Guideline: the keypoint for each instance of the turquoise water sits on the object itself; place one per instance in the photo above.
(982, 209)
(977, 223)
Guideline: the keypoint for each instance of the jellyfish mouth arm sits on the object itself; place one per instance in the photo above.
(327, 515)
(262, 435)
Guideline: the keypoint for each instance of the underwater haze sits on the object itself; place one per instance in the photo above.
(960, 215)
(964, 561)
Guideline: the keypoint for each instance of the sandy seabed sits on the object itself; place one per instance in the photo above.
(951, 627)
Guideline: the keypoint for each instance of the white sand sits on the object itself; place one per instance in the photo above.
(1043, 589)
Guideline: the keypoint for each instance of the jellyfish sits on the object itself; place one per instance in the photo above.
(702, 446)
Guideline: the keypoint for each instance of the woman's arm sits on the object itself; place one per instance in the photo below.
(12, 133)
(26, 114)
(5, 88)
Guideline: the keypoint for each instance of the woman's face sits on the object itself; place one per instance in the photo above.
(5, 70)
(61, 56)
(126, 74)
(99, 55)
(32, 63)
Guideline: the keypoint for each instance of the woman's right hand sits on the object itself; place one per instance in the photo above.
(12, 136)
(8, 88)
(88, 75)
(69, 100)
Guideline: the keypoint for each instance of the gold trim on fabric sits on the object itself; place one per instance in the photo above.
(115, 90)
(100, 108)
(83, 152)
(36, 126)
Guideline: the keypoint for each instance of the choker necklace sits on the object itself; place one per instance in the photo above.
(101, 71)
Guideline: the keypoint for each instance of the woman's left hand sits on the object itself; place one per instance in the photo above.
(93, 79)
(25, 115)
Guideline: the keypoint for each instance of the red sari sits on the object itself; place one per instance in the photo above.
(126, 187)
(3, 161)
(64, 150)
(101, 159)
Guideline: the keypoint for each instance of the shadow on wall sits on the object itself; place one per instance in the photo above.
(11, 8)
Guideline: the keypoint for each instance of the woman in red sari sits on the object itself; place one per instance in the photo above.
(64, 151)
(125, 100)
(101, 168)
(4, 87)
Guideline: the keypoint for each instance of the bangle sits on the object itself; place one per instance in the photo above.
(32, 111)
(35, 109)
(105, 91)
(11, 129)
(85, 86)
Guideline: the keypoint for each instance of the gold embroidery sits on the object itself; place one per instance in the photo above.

*PROBLEM STATEMENT*: Can you convert every line of the material above into a JSON list of strings, with one string per line and any blank lines left out?

*OUTPUT FOR THIS TASK*:
[
  "Guideline: the keypoint for each instance of the turquoise water sits on the object itself; place one per instance in the photo above.",
  "(982, 209)",
  "(977, 223)",
  "Guideline: the keypoint for each instance of the jellyfish mouth arm sits on the object itself; place one per instance in the photo above.",
  "(327, 515)",
  "(262, 435)",
  "Guideline: the keypoint for each instance of the underwater haze sits on the object itself; place one per instance in the photo above.",
  "(960, 215)",
  "(964, 561)",
  "Guideline: the keypoint for each instance of the sandy seabed sits on the object itself; place one per instance in the photo above.",
  "(951, 627)",
  "Guideline: the keypoint for each instance of the white sand sits on the object itself; place one per instance in the photo above.",
  "(1043, 589)",
  "Guideline: the keypoint for each instance of the jellyfish sits on the object itself; place one per instance in the photo above.",
  "(702, 446)",
  "Guideline: the keypoint for each instance of the woman's arm sits on the object itself; place one per instance in the photo below.",
  "(12, 133)",
  "(26, 114)",
  "(5, 88)",
  "Guideline: the keypoint for each instance of the woman's face sits on the object itself; place one per instance in the photo above.",
  "(5, 70)",
  "(61, 56)",
  "(126, 74)",
  "(99, 55)",
  "(32, 63)",
  "Guideline: the keypoint for each instance of the woman's right hand sits on the object itself; place one per instance in the photo above.",
  "(12, 136)",
  "(8, 88)",
  "(88, 75)",
  "(69, 100)",
  "Guideline: the keypoint for each instance of the gold trim on fabric sits on the object itself; place one per instance in the photo above.",
  "(115, 90)",
  "(100, 108)",
  "(83, 152)",
  "(36, 126)",
  "Guideline: the keypoint for each instance of the choker necklace sits on the object itself; place one per instance in the photo above.",
  "(101, 71)",
  "Guideline: the keypoint for each instance of the woman's left hand sits on the object itself; place one per instance in the photo above.",
  "(93, 79)",
  "(25, 115)",
  "Guideline: the keypoint for each instance of the red sari sits on the object itself; place one per instance in the photo above.",
  "(126, 187)",
  "(3, 161)",
  "(64, 150)",
  "(101, 159)",
  "Guideline: the keypoint for each instance of the shadow on wall sits on the object itself; place one per instance in the photo above.",
  "(11, 8)",
  "Guideline: the keypoint for each instance of the woman in red sari sits on the object itself; place one per instance in the photo above.",
  "(64, 151)",
  "(125, 100)",
  "(101, 168)",
  "(4, 87)",
  "Guideline: the keypoint for each instance of the bangle sits on the object itself; place one per instance in the photo above.",
  "(32, 111)",
  "(35, 109)",
  "(105, 91)",
  "(11, 129)",
  "(85, 86)",
  "Guideline: the keypoint for each instance of the gold embroidery sits on the object itself; place one per instance in the photo above."
]